* **WHAT IS NEEDED**: Line by line, reproduce the records exactly.

Dataset records
--

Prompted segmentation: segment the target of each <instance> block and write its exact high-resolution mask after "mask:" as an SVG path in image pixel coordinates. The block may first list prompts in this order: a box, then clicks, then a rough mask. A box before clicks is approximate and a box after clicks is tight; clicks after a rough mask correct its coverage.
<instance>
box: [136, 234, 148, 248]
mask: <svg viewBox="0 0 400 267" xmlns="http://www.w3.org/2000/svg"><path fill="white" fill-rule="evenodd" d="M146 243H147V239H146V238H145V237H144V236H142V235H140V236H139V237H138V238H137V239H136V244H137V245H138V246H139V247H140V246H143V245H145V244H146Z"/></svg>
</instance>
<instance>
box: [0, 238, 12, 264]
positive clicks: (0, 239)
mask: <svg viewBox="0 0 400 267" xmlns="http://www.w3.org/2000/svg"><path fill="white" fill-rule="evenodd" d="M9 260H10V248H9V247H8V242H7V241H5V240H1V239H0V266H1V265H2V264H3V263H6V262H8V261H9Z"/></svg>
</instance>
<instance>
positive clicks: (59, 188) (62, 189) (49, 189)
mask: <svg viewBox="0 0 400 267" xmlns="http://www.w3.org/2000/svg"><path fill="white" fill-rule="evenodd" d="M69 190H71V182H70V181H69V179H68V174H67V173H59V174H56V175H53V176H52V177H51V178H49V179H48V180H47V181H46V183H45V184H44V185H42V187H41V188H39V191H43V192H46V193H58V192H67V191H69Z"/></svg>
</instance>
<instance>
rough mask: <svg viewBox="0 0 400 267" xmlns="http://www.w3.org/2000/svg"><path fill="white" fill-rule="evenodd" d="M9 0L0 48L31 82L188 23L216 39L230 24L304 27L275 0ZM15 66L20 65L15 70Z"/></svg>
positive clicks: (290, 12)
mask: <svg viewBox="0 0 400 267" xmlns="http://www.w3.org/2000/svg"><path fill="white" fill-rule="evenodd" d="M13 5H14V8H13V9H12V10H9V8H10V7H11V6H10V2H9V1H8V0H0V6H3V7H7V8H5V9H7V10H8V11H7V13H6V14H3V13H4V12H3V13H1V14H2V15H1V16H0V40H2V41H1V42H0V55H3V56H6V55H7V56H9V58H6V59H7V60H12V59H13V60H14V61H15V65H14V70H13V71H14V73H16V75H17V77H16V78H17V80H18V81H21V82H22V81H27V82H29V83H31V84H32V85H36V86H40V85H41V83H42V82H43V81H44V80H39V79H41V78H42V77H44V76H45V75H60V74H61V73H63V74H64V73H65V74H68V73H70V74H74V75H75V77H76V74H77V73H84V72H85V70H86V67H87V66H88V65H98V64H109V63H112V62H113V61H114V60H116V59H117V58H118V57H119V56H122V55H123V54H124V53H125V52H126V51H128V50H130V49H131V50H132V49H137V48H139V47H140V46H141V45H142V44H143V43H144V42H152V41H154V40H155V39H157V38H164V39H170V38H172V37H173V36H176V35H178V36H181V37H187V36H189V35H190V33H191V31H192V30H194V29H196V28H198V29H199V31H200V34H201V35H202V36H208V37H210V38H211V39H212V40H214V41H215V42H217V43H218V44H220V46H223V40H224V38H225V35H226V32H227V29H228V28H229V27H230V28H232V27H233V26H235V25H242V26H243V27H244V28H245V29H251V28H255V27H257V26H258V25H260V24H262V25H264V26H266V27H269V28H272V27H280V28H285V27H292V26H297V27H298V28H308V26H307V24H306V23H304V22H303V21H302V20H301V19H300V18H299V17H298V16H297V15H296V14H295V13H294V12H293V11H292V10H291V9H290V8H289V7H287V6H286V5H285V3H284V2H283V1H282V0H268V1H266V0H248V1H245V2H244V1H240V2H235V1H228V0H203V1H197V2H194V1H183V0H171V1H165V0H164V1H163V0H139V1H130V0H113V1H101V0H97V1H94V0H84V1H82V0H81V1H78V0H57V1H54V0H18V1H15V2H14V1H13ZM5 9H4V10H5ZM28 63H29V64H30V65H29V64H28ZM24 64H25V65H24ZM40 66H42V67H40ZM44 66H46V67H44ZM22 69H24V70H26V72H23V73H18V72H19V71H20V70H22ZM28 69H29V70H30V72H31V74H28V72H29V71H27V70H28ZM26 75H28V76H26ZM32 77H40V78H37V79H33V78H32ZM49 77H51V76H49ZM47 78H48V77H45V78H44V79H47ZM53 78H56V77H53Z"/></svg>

--

* **OUTPUT OF THE TASK**:
Prompted segmentation: segment the target of each <instance> block and write its exact high-resolution mask after "mask:" as an SVG path in image pixel coordinates. The block may first list prompts in this order: a box, then clicks, then a rough mask. A box before clicks is approximate and a box after clicks is tight; clicks after a rough mask correct its coverage.
<instance>
box: [136, 234, 148, 248]
mask: <svg viewBox="0 0 400 267" xmlns="http://www.w3.org/2000/svg"><path fill="white" fill-rule="evenodd" d="M146 243H147V239H146V238H145V237H144V236H142V235H140V236H139V237H138V238H137V239H136V244H137V245H138V246H139V247H140V246H143V245H145V244H146Z"/></svg>
</instance>
<instance>
box: [0, 238, 12, 264]
positive clicks: (0, 239)
mask: <svg viewBox="0 0 400 267" xmlns="http://www.w3.org/2000/svg"><path fill="white" fill-rule="evenodd" d="M9 260H10V248H9V247H8V242H7V241H5V240H1V239H0V266H1V265H2V264H3V263H6V262H8V261H9Z"/></svg>
</instance>
<instance>
positive clicks: (59, 188) (62, 189) (49, 189)
mask: <svg viewBox="0 0 400 267" xmlns="http://www.w3.org/2000/svg"><path fill="white" fill-rule="evenodd" d="M69 190H71V182H70V181H69V179H68V174H67V173H59V174H56V175H53V176H52V177H51V178H49V179H48V180H47V181H46V183H45V184H44V185H42V187H41V188H39V191H43V192H46V193H58V192H67V191H69Z"/></svg>
</instance>
<instance>
rough mask: <svg viewBox="0 0 400 267" xmlns="http://www.w3.org/2000/svg"><path fill="white" fill-rule="evenodd" d="M9 0L0 48L31 82L188 23L216 39L230 24L304 27L275 0ZM15 66L20 65L15 70Z"/></svg>
positive clicks: (290, 12)
mask: <svg viewBox="0 0 400 267" xmlns="http://www.w3.org/2000/svg"><path fill="white" fill-rule="evenodd" d="M13 5H14V8H13V9H12V10H9V8H10V7H11V6H10V2H9V1H8V0H0V6H3V7H7V8H5V9H7V10H8V11H7V13H6V14H3V13H4V12H3V13H1V14H2V15H1V16H0V40H2V41H1V42H0V55H3V56H6V55H7V56H9V58H6V59H7V60H12V59H13V60H14V61H15V65H14V70H13V71H14V73H16V75H17V77H16V78H17V80H18V81H21V82H22V81H27V82H29V83H31V84H32V85H36V86H40V85H41V83H42V82H43V81H44V80H39V79H41V78H42V77H44V76H45V75H60V74H61V73H63V74H64V73H65V74H68V73H70V74H74V75H75V77H76V74H77V73H84V72H85V70H86V67H87V66H88V65H98V64H109V63H112V62H113V61H114V60H116V59H117V58H118V57H119V56H122V55H123V54H124V53H125V52H126V51H128V50H130V49H131V50H132V49H137V48H139V47H140V46H141V45H142V44H143V43H144V42H152V41H154V40H155V39H157V38H164V39H170V38H172V37H173V36H176V35H178V36H181V37H187V36H189V35H190V33H191V31H192V30H194V29H196V28H198V29H199V31H200V34H201V35H202V36H208V37H210V38H211V39H212V40H214V41H215V42H217V43H218V44H220V46H223V40H224V38H225V35H226V32H227V29H228V28H229V27H230V28H232V27H233V26H235V25H242V26H243V27H244V28H245V29H251V28H255V27H257V26H258V25H260V24H262V25H264V26H266V27H269V28H272V27H280V28H285V27H292V26H297V27H298V28H308V26H307V24H306V23H304V22H303V21H302V20H301V19H300V18H299V17H298V16H297V15H296V14H295V13H294V12H293V11H292V10H291V9H290V8H289V7H287V6H286V5H285V3H284V2H283V1H282V0H268V1H266V0H248V1H245V2H244V1H240V2H235V1H228V0H203V1H197V2H194V1H183V0H171V1H165V0H164V1H163V0H139V1H130V0H113V1H101V0H97V1H94V0H84V1H82V0H81V1H78V0H57V1H54V0H18V1H15V2H14V1H13ZM5 9H4V10H5ZM28 63H29V64H30V65H29V64H28ZM24 64H25V65H24ZM40 66H42V67H40ZM44 66H46V67H44ZM22 69H24V70H26V72H23V73H18V72H19V71H20V70H22ZM28 69H29V70H30V72H31V74H28V72H29V71H27V70H28ZM26 75H28V76H26ZM32 77H40V78H37V79H33V78H32ZM49 77H51V76H49ZM47 78H48V77H45V78H44V79H47ZM53 78H56V77H53Z"/></svg>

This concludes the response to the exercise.